Instructions for the task: The expected output is the data itself, duplicated in full.

Referring expression data

- - - - -

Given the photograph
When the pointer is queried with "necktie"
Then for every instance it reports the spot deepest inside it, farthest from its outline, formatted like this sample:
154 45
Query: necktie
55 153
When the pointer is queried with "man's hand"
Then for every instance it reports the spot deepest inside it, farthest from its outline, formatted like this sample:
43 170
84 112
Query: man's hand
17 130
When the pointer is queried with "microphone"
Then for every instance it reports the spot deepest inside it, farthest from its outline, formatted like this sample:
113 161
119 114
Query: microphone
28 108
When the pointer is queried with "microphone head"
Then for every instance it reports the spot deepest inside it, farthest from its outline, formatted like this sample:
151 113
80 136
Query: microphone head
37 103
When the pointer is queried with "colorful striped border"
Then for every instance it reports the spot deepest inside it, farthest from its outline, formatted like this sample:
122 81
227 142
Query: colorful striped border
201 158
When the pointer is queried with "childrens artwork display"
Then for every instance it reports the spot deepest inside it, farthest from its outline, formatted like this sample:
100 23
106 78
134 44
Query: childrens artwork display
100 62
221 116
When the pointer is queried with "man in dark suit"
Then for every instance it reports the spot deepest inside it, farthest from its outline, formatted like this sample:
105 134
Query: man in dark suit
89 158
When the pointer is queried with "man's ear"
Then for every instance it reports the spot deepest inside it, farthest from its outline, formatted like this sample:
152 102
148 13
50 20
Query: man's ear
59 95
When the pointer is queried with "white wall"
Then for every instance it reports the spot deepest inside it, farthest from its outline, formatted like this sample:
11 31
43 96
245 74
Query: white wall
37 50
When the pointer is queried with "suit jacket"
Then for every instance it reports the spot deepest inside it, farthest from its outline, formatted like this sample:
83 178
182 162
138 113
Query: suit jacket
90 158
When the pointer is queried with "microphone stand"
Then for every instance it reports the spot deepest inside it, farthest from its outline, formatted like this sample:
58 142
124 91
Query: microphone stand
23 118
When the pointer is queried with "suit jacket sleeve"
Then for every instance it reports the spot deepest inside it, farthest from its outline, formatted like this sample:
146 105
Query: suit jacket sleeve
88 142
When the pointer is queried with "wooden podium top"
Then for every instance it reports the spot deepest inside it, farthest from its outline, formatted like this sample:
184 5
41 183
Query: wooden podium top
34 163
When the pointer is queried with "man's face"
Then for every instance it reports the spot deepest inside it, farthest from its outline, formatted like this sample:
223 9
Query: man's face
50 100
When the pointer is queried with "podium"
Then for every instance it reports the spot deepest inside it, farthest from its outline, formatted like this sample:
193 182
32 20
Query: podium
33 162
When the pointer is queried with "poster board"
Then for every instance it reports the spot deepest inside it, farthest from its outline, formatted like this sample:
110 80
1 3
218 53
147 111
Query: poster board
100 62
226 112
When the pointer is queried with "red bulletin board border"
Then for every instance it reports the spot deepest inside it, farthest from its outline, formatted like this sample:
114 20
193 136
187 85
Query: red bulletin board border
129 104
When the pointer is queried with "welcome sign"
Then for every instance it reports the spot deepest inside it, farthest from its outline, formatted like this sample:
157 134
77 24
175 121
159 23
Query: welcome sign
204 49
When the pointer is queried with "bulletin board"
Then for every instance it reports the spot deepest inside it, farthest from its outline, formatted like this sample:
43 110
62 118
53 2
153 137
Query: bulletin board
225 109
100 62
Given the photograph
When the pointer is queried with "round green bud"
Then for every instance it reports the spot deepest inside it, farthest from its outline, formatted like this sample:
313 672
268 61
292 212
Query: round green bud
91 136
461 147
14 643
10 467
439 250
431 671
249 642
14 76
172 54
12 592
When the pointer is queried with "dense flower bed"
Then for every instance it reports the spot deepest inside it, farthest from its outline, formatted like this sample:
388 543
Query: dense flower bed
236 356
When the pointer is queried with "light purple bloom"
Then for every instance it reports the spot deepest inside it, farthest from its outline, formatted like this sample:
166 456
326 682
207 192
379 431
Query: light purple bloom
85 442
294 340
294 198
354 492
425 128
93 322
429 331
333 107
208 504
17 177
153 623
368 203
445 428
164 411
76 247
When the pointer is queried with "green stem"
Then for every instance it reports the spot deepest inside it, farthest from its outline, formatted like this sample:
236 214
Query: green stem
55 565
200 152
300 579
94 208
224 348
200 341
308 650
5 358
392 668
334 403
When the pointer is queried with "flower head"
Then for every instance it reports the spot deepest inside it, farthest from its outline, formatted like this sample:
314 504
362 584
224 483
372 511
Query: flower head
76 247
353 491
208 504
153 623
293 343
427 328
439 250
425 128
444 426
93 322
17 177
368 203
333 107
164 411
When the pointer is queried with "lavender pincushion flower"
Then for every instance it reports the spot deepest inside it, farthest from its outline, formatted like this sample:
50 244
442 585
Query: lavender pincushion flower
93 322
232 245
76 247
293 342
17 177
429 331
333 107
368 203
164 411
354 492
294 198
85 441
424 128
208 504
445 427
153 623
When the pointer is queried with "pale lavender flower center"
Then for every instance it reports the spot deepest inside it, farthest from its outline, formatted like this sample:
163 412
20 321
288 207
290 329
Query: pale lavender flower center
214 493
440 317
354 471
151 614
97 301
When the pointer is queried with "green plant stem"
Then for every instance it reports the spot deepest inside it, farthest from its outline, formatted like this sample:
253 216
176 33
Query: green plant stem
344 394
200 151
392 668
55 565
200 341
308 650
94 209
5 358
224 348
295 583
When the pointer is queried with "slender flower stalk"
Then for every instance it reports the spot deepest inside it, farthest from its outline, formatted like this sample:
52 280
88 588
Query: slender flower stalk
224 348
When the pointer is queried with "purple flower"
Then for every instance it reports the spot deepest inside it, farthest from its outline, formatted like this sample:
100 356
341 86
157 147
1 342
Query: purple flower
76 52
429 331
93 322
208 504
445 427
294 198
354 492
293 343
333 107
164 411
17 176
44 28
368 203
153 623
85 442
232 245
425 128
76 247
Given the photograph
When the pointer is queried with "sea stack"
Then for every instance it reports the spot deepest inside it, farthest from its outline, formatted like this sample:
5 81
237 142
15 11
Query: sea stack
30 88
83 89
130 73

- - - - -

Problem solution:
Given the photograph
When the pointer is queried with "necktie"
Then for every instance it reports the spot deepest inside it, farthest from its outline, formatted like this sample:
154 45
Query: necktie
55 153
When the pointer is queried with "man's hand"
Then for every instance it reports the spot deepest inside it, farthest from its outline, formatted like this sample:
43 170
84 112
Query: man's hand
17 130
When the pointer is queried with "microphone"
Then for every instance it reports the spot deepest inside it, farthest from its outline, formatted like this sample:
113 161
119 114
Query: microphone
28 108
When the pointer is queried with "microphone head"
Then for every instance it reports the spot deepest inside it, farthest from its outline, formatted like this sample:
151 113
80 136
Query: microphone head
37 103
When the pointer is queried with "colorful striped border"
Then for every instance it reports the spot deepest inside it, farthest from its outline, formatted like this sample:
122 81
227 142
Query: colorful striped border
201 158
When the pointer is queried with "childrens artwork display"
Then for every instance it reports the spot deepest inside it, farthest from its outline, formatted like this sample:
100 23
106 78
134 44
Query: childrens artwork display
100 62
221 116
When the pointer is queried with "man in dark suit"
Then for every instance it reports the spot deepest inside it, farthest from its outline, formatted like this sample:
105 134
Query: man in dark suit
89 158
When the pointer is queried with "man's ear"
Then for every instance it reports the spot deepest inside it, farthest from its outline, formatted like this sample:
152 102
148 13
50 20
Query: man's ear
59 95
When the pointer is queried with "white wall"
Then for every instance it reports the spot deepest inside it, farthest from its outline, formatted like this sample:
11 31
43 96
245 74
Query: white wall
37 50
When the pointer is queried with "suit jacket"
Then for every instance it reports the spot deepest inside it, farthest from its outline, formatted like this sample:
83 178
182 162
138 113
Query: suit jacket
90 158
When the pointer is queried with "microphone stand"
Then for every instance it reports the spot deepest inside it, farthest from its outline, formatted like this sample:
58 142
124 91
Query: microphone stand
23 118
When the pointer is queried with "suit jacket sleeve"
Then for every instance it reports the spot deepest inside it, farthest from its outline, formatted like this sample:
146 105
Query: suit jacket sleeve
88 142
When the pointer is queried with "wooden podium top"
Then for every instance it reports the spot deepest inside it, farthest from its outline, formatted like this sample:
184 5
41 183
Query: wooden podium top
34 163
When the pointer is queried with "man's face"
Then for every instance it reports the spot deepest inside it, farthest from its outline, formatted like this sample:
223 9
Query: man's face
50 100
When the pointer is queried with "podium"
Then for every instance it reports the spot deepest inside it, farthest from its outline, formatted like this sample:
193 182
32 20
Query: podium
33 162
When the pointer is queried with "poster board"
Then for every instance it reports the spot deepest inside it, farthest from its outline, formatted like this sample:
110 80
1 3
218 53
147 111
Query: poster board
100 62
226 112
When the pointer is queried with "red bulletin board border"
Then for every instance it reports the spot deepest inside it, farthest from its outline, formatted like this sample:
114 20
193 136
187 85
Query: red bulletin board border
129 104
When the pointer is queried with "welcome sign"
Then for every instance it reports the spot deepest inside it, farthest from its outline, formatted like this sample:
157 134
77 24
175 121
159 23
Query: welcome sign
204 49
When the pointer is queried with "bulletin board"
Then for every instance it reports the spot deepest inside it, farthest from its outline, formatted like this sample:
43 110
62 118
53 2
153 137
Query: bulletin board
225 109
100 62
Given the photograph
When the pointer is queried with "round green bud"
Then for every instance it reports the spot deepest inside it, farthest from its outline, formatted like this sample:
313 672
268 61
292 212
Query: round green bud
91 136
461 147
14 643
10 467
439 250
431 671
249 642
14 76
172 54
12 592
When the pointer is queried with "dense flower bed"
Then for every instance it reports the spot deepest inside it, farthest from its outline, formatted like this sample:
388 543
Query: dense flower bed
236 356
When the pointer is queried with "light purple bloom"
Then for every instance it reports the spot deepest inside it, farthest from its outline, formatted like this sample:
166 456
326 682
207 192
379 431
Query: light purple bloom
85 442
294 340
294 198
354 492
425 128
93 322
429 331
333 107
208 504
17 177
153 623
368 203
445 428
164 411
76 247
When the pointer is queried with "green stem"
Then for every instance it reports the spot deepest inside it, farthest from its outline, formatted like this sample:
236 214
Query: green stem
55 565
200 152
300 579
94 208
224 348
200 341
308 650
5 358
392 668
334 403
When the pointer is queried with "flower head"
Then for every instance it reports the spot deepest inside it, farthest from its outline, formatted like this sample:
314 504
362 584
224 483
372 511
Query: flower head
76 247
353 491
208 504
153 623
293 343
427 328
439 250
425 128
444 426
93 322
17 177
368 203
333 107
164 411
When the pointer is queried with "lavender pincushion flower"
Then for every instance it reports the spot deepest inside it, farthest from its outline, formatted like this sample:
50 244
442 585
Query: lavender pincushion flower
93 322
232 245
76 247
293 342
17 177
429 331
333 107
368 203
164 411
354 492
294 198
85 441
424 128
208 504
445 427
153 623
When the pointer is queried with "pale lavender flower center"
Then for every instance it reports the spot deepest inside it, farthest from its outline, formatted like this sample:
163 412
20 321
288 207
290 329
Query: pale lavender flower center
214 493
440 317
354 471
151 614
97 301
When the pointer is queried with "green plant stem"
Then for every instance it reports the spot deepest inside it, farthest from its outline, formatted like this sample:
253 216
176 33
Query: green plant stem
344 394
200 151
392 668
55 565
200 341
308 650
94 209
5 358
224 348
295 583
When the pointer is queried with "slender flower stalk"
Then for every instance it reports the spot deepest inside it, farthest from its outline, formatted like this sample:
52 280
88 588
Query: slender flower stalk
224 348
When the pointer is queried with "purple flower"
Then for every instance it reports the spot deepest inside it, farthest from its outline, formatted like this sample:
100 356
341 86
157 147
1 342
Query: purple flower
76 52
429 331
93 322
208 504
445 427
294 198
354 492
293 343
333 107
164 411
17 176
44 28
368 203
153 623
85 442
232 245
425 128
76 247
Given the photograph
When the pointer is queried with "sea stack"
Then for every instance it reports the spot deepest inside it, farthest from its outline, formatted like this sample:
5 81
237 142
15 11
Query: sea stack
30 88
83 89
130 73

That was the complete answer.